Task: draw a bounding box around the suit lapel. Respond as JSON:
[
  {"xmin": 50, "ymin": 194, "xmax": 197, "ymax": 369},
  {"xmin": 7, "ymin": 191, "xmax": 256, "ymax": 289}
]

▶ **What you have to do**: In full and word for word, repeat the records.

▶ **Solved problem**:
Task: draw a bounding box around the suit lapel. Respond as JSON:
[
  {"xmin": 50, "ymin": 194, "xmax": 197, "ymax": 369},
  {"xmin": 7, "ymin": 191, "xmax": 256, "ymax": 289}
]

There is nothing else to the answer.